• Work to complete: Rewrite the paragraph of the sphingosine kinase 1 text that begins "BACKGROUND: The pathological process" as a shorter bulleted list that keeps its main facts.

• Text for analysis:
Critical roles of sphingosine kinase 1 in the regulation of neuroinflammation and neuronal injury after spinal cord injury

BACKGROUND: The pathological process of traumatic spinal cord injury (SCI) involves excessive activation of microglia leading to the overproduction of proinflammatory cytokines and causing neuronal injury. Sphingosine kinase 1 (Sphk1), a key enzyme responsible for phosphorylating sphingosine into sphingosine-1-phosphate (S1P), plays an important role in mediating inflammation, cell proliferation, survival, and immunity. METHODS: We aim to investigate the mechanism and pathway of the Sphk1-mediated neuroinflammatory response in a rodent model of SCI. Sixty Sprague-Dawley rats were randomly assigned to sham surgery, SCI, or PF543 (a specific Sphk1 inhibitor) groups. Functional outcomes included blinded hindlimb locomotor rating and inclined plane test. RESULTS: We discovered that Sphk1 is upregulated in injured spinal cord tissue of rats after SCI and is associated with production of S1P and subsequent NF-κB p65 activation. PF543 attenuated p65 activation, reduced inflammatory response, and relieved neuronal damage, leading to improved functional recovery. Western blot analysis confirmed that expression of S1P receptor 3 (S1PR3) and phosphorylation of p38 mitogen-activated protein kinase (p38 MAPK) are activated in microglia of SCI rats and mitigated by PF543. In vitro, we demonstrated that Bay11-7085 suppressed NF-κB p65 and inhibited amplification of the inflammation cascade by S1P, reducing the release of proinflammatory TNF-α. We further confirmed that phosphorylation of p38 MAPK and activation of NF-κB p65 is inhibited by PF543 and CAY10444. p38 MAPK phosphorylation and NF-κB p65 activation were enhanced by exogenous S1P and inhibited by the specific inhibitor SB204580, ultimately indicating that the S1P/S1PR3/p38 MAPK pathway contributes to the NF-κB p65 inflammatory response. CONCLUSION: Our results demonstrate a critical role of Sphk1 in the post-traumatic SCI inflammatory cascade and present the Sphk1/S1P/S1PR3 axis as a potential target for therapeutic intervention to control neuroinflammation, relieve neuronal damage, and improve functional outcomes in SCI.

• Dataset excerpts:
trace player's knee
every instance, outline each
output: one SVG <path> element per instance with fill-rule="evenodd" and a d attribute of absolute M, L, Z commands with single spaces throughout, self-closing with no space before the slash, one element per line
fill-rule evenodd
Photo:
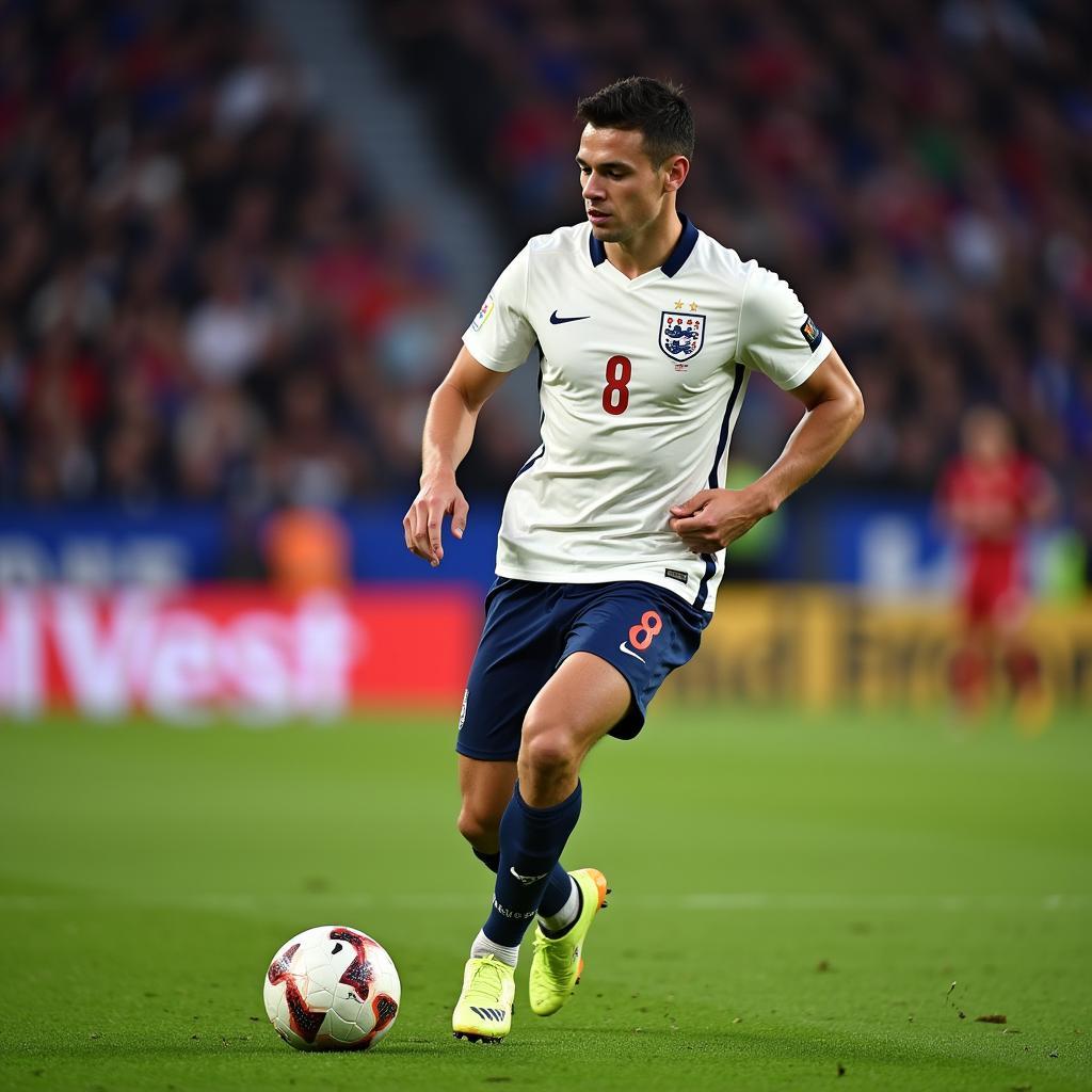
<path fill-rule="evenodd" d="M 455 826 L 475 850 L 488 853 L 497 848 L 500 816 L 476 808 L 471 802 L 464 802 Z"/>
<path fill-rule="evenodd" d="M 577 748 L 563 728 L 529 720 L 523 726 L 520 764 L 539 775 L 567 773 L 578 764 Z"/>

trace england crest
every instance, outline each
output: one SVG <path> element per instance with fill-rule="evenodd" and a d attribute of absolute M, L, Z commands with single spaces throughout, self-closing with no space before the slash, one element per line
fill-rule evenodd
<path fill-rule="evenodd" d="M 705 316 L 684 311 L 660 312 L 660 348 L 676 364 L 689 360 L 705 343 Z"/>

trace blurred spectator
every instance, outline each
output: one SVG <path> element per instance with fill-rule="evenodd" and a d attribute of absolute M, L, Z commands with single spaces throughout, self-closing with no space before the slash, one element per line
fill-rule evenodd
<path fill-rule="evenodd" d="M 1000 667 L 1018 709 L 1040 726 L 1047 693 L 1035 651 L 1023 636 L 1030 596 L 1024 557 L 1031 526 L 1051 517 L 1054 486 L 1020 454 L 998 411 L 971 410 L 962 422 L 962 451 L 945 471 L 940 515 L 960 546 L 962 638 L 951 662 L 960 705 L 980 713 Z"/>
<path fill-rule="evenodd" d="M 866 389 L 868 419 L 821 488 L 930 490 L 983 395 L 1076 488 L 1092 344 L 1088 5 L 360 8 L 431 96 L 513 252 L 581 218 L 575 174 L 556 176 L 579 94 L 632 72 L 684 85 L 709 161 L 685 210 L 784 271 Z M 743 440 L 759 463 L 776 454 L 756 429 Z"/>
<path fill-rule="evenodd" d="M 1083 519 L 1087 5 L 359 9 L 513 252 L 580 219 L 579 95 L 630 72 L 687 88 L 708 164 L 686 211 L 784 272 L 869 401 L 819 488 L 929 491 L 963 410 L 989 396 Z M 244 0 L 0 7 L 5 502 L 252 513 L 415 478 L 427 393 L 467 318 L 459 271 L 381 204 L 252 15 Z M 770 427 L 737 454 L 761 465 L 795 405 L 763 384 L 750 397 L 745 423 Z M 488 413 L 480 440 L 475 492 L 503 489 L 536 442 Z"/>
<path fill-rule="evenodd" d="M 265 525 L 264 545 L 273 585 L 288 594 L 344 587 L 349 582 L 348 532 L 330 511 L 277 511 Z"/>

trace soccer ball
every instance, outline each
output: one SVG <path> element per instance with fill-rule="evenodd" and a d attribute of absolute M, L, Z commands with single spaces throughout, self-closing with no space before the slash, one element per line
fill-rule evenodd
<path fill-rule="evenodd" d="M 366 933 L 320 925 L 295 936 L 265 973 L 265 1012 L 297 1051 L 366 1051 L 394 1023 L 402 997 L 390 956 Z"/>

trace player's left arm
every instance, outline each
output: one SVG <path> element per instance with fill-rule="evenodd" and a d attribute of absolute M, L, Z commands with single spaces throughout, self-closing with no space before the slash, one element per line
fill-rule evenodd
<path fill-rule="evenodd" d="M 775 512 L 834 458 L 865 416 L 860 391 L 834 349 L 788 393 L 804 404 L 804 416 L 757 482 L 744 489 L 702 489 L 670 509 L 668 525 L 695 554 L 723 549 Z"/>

==

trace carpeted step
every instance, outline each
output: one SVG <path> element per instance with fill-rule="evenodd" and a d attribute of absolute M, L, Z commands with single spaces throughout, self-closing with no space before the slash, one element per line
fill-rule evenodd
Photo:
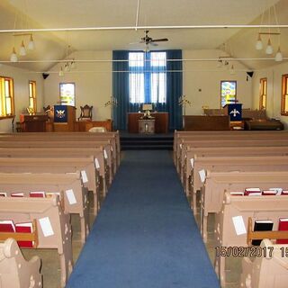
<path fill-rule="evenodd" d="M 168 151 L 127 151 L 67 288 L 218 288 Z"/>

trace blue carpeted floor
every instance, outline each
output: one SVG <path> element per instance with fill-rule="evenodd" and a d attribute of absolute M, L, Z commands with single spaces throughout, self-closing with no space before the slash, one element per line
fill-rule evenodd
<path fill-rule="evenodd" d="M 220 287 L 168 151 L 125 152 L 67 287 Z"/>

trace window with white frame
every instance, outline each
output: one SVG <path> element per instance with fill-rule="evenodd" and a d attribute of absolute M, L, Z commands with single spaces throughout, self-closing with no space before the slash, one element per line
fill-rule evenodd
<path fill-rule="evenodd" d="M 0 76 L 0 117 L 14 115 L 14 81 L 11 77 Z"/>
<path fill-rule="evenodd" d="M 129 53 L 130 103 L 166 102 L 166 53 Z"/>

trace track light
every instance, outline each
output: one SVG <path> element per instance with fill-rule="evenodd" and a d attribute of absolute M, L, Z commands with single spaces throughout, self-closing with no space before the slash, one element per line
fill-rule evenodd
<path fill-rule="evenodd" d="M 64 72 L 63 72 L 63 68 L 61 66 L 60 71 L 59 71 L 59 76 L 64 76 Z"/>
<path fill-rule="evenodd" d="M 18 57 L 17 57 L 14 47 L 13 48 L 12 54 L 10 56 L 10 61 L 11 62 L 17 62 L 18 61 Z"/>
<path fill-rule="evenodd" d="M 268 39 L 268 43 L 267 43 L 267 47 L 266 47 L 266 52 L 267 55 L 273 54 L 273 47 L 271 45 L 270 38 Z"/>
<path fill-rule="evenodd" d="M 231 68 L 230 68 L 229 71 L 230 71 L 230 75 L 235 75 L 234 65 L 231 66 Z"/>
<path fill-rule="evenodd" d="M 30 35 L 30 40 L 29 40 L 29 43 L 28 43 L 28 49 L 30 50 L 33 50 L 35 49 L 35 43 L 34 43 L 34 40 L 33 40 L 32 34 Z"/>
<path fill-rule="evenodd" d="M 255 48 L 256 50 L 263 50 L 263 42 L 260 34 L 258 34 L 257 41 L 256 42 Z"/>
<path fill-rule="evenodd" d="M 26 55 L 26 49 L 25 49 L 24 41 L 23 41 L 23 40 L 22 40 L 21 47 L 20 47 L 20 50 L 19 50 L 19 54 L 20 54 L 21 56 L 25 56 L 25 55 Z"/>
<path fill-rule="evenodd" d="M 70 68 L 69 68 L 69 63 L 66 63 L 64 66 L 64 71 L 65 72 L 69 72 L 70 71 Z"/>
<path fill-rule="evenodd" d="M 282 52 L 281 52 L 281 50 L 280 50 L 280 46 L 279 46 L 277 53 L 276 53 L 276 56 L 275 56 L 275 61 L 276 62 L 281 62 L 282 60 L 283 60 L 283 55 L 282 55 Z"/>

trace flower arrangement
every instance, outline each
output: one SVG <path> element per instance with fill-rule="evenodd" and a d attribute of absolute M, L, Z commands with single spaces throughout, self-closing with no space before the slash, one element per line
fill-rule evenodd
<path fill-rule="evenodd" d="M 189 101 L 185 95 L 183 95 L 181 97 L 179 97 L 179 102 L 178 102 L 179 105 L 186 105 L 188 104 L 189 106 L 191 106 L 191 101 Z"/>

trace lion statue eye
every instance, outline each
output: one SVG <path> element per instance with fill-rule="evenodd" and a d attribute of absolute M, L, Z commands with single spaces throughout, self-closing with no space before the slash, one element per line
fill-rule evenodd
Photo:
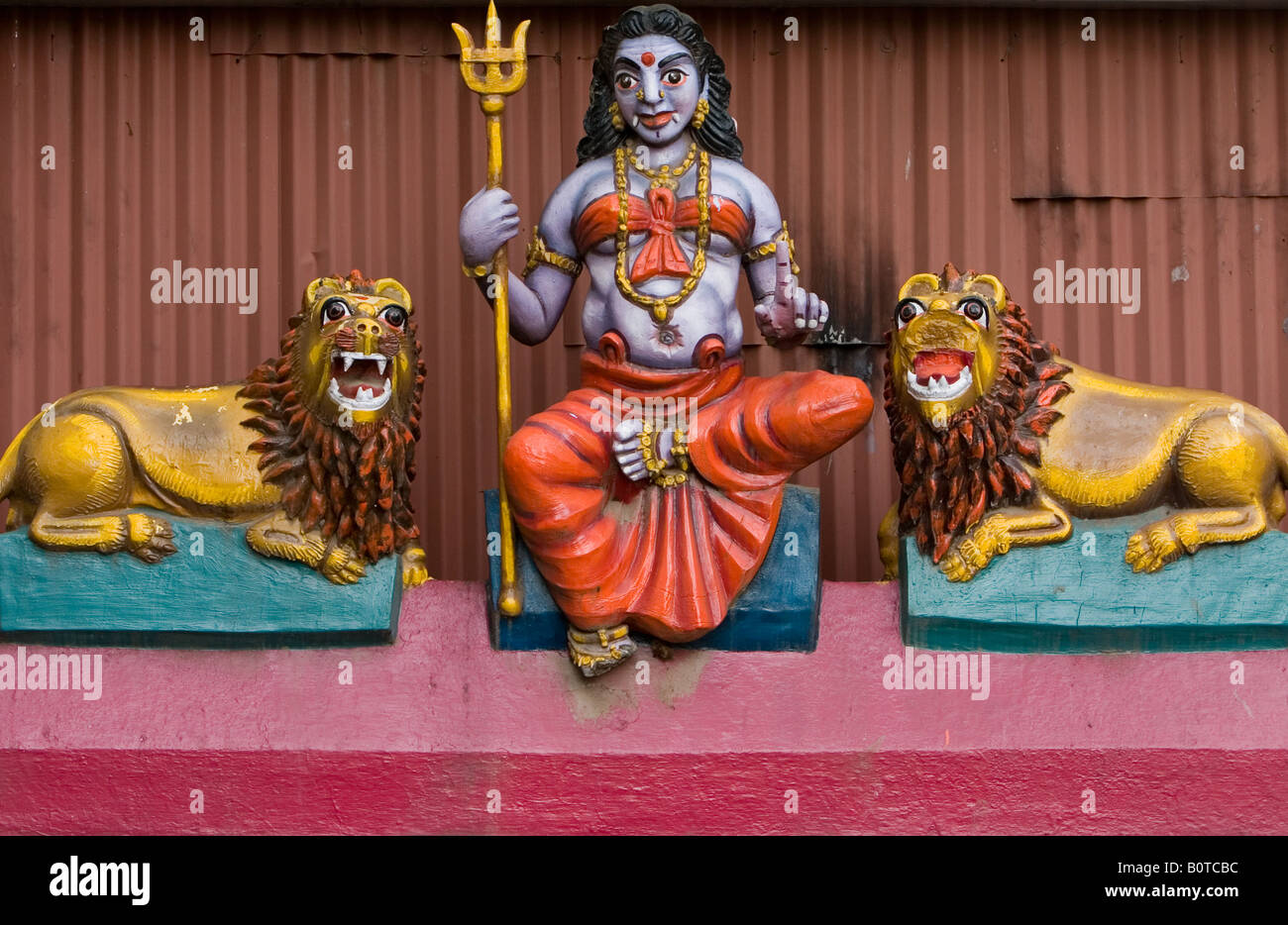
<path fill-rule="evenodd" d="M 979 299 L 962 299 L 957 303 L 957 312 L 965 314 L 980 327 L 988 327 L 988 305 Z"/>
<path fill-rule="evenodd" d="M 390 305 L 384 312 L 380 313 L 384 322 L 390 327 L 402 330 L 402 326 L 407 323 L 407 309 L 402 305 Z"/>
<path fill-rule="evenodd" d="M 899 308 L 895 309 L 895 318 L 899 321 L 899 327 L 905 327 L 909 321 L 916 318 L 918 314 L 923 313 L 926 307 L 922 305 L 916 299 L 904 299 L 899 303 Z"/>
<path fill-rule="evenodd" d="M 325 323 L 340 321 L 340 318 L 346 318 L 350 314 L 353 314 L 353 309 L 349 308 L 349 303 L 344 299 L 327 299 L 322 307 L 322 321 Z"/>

* * *

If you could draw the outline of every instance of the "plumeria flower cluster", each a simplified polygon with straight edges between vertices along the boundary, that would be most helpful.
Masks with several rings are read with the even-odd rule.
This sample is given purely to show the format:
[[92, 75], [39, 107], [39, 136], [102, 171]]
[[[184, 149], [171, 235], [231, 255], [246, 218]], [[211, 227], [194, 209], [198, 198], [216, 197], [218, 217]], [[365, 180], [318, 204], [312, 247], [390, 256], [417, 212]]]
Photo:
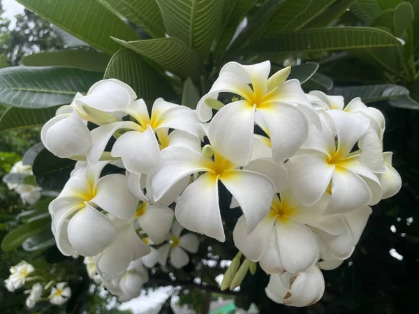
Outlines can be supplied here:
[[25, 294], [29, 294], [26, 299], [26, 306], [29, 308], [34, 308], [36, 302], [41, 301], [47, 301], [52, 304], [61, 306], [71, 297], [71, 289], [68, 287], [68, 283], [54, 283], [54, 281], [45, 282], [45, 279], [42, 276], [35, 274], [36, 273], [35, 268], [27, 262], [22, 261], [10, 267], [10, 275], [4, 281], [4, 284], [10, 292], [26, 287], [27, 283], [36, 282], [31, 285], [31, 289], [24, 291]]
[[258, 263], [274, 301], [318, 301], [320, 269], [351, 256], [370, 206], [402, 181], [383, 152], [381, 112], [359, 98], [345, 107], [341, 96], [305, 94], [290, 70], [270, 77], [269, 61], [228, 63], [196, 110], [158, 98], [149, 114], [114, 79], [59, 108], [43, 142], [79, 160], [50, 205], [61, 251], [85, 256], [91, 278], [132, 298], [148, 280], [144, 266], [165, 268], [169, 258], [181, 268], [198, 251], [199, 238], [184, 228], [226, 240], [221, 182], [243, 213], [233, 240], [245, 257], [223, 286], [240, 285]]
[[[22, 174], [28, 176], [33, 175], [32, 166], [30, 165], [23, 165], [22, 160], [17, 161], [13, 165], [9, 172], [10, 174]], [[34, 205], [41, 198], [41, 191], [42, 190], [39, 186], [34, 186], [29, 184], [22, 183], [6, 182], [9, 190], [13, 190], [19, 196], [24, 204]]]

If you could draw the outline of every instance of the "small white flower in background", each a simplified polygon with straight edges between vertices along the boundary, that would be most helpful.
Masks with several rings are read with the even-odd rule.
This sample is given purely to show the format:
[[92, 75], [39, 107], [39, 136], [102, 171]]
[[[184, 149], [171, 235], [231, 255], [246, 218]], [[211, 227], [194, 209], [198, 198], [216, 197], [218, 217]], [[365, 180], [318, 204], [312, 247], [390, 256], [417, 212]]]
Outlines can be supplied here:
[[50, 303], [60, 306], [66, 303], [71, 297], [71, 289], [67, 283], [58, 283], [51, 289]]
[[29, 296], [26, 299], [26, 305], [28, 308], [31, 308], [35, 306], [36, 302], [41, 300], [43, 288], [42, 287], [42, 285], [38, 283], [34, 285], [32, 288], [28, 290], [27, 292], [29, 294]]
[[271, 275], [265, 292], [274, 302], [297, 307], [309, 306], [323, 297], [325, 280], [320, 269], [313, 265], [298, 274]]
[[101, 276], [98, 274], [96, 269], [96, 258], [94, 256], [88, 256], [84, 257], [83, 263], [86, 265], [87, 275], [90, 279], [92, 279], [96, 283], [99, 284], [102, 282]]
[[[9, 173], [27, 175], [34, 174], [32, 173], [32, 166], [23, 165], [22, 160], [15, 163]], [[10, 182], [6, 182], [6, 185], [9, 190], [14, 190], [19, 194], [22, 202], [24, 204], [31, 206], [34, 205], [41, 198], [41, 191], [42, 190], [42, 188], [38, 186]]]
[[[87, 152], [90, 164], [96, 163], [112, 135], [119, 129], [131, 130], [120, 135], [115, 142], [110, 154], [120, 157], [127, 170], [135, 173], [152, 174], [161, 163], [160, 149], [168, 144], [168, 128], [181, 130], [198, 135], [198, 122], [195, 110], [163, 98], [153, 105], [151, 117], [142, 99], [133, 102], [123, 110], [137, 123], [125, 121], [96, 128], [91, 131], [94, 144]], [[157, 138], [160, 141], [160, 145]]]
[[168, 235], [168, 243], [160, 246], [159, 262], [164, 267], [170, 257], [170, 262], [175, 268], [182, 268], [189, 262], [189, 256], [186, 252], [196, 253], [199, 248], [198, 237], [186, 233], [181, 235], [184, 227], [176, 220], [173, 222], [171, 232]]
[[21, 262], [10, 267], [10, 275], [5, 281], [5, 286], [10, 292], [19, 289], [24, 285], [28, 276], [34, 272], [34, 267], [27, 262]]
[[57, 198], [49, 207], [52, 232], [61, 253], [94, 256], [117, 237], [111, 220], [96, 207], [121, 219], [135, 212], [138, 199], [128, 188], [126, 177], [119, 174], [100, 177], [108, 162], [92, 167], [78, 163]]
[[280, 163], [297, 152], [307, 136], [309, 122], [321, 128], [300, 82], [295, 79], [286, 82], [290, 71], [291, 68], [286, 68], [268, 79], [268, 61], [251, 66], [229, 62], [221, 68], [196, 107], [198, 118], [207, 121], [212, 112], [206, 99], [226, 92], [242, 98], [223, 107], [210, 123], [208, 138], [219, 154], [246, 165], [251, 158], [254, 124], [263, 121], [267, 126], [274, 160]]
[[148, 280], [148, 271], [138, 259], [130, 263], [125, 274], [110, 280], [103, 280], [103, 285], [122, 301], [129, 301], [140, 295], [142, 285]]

• Answer to this exercise:
- In traumatic spinal cord injury (SCI), excessive microglial activation leads to overproduction of proinflammatory cytokines and to neuronal injury.
- Sphingosine kinase 1 (Sphk1) phosphorylates sphingosine into sphingosine-1-phosphate (S1P) and helps mediate inflammation, cell proliferation, survival, and immunity.
- The study used sixty Sprague-Dawley rats, randomly assigned to sham surgery, SCI, or PF543 (a specific Sphk1 inhibitor) groups. Function was assessed by blinded hindlimb locomotor rating and an inclined plane test.
- After SCI, Sphk1 rose in the injured spinal cord and was associated with S1P production and NF-κB p65 activation.
- PF543 reduced p65 activation, inflammation, and neuronal damage, and it improved functional recovery.
- In microglia of SCI rats, S1PR3 expression and p38 MAPK phosphorylation were activated, and PF543 mitigated both.
- In vitro, Bay11-7085 suppressed NF-κB p65 and S1P's amplification of the inflammation cascade, which reduced TNF-α release.
- PF543 and CAY10444 inhibited p38 MAPK phosphorylation and NF-κB p65 activation.
- Exogenous S1P enhanced both effects, and SB204580 inhibited them. This shows that the S1P/S1PR3/p38 MAPK pathway contributes to the NF-κB p65 inflammatory response.
- Conclusion: Sphk1 is critical to the post-traumatic inflammatory cascade in SCI. The Sphk1/S1P/S1PR3 axis is a potential therapeutic target for controlling neuroinflammation, relieving neuronal damage, and improving functional outcomes.